Could you transcribe each entry below exactly, minus the images?

===== Dataset entries =====

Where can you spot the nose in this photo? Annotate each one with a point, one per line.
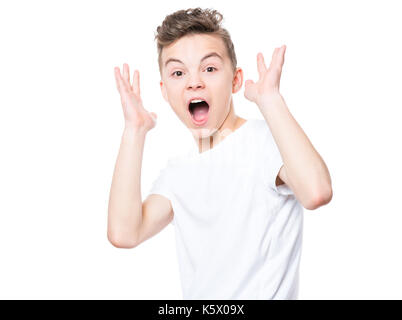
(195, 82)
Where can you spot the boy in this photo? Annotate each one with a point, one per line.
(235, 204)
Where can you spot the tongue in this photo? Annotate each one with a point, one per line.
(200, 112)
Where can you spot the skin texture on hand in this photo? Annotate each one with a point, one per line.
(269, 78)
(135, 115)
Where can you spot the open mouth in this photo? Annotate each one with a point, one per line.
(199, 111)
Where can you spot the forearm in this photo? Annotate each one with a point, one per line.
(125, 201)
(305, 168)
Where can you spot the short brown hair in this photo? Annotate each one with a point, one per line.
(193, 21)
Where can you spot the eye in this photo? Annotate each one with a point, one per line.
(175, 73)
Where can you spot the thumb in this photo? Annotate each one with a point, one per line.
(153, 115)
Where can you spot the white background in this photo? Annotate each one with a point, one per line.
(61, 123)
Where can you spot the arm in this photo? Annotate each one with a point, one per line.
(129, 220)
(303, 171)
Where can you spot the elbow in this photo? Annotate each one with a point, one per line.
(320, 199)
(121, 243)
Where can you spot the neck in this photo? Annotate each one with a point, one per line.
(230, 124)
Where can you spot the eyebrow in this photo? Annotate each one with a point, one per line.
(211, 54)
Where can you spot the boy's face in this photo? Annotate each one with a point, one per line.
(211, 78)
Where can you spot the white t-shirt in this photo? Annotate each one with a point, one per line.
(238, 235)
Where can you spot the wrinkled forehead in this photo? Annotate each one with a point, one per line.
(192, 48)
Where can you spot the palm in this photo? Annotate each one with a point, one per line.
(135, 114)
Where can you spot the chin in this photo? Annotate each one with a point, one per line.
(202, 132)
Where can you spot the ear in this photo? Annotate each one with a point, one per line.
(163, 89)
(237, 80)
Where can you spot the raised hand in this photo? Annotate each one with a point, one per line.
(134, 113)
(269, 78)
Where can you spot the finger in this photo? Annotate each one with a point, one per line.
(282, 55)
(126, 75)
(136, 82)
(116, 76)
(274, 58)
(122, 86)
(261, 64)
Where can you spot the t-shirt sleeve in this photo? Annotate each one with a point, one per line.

=====

• Your response:
Where can you spot the nose in this photo? Annotate each one with a point, one per line.
(195, 82)
Where can you spot the boy in this photo? Annotate each one with a point, one per line.
(235, 204)
Where can you spot the tongue in this photo? Annotate each one with a point, one per line.
(200, 112)
Where can you spot the skin texture on hand in this photo? Annotate each one with a point, one per line.
(269, 78)
(135, 115)
Where can you spot the open mouth in this photo? Annotate each one with a point, one per line.
(199, 111)
Where can you spot the forearm in this photo? Annotate each one with a point, one per line.
(125, 201)
(305, 168)
Where can you spot the short brown hair in this photo? Annotate each one with a point, one per line.
(193, 21)
Where can you spot the eye in this photo? Annotate each one with a point, one per line.
(175, 73)
Where can you spot the thumb in this photo? Annotate each one with a point, one per line.
(153, 115)
Where can you spot the white background in this photo? Annotate each one with a point, one per line.
(61, 123)
Where can you spot the arm in this photo? Annotate each one with a point, one per line.
(129, 220)
(303, 171)
Where can you spot the elbow in this photo? Annotate each one with a point, one per line.
(320, 199)
(121, 243)
Where can you spot the neck in this photo? Annotate each one with a point, one per line.
(230, 124)
Where can you spot the eyebrow in this photo? Annotate each one with a point, one per line.
(211, 54)
Where can you spot the boy's face in this photo? Annotate each one with a point, one per line.
(211, 78)
Where can you spot the white t-shirt in this photo? Annotate each one with a point, one per line.
(238, 235)
Where can you spot the wrinkled forehead in this photo? Annotate each one with a point, one per line.
(192, 48)
Where can you spot the palm in this photo? Annotate each one with a point, one per line.
(135, 114)
Where can you spot the chin in this photo? Annotate each one with a point, one per line.
(202, 132)
Where can you spot the ear in this photo? Annotate each one with a point, one per line.
(163, 89)
(237, 80)
Where can you spot the raised hand in this photo? Annotate each one with a point, one per line.
(134, 113)
(269, 78)
Where can you spot the finger in this photo? Annotate each one with a point, one per line.
(282, 55)
(126, 75)
(136, 82)
(116, 76)
(274, 58)
(122, 86)
(261, 64)
Where can you spot the t-shirt sleeve in this photo? Annotate each one with a point, one per line.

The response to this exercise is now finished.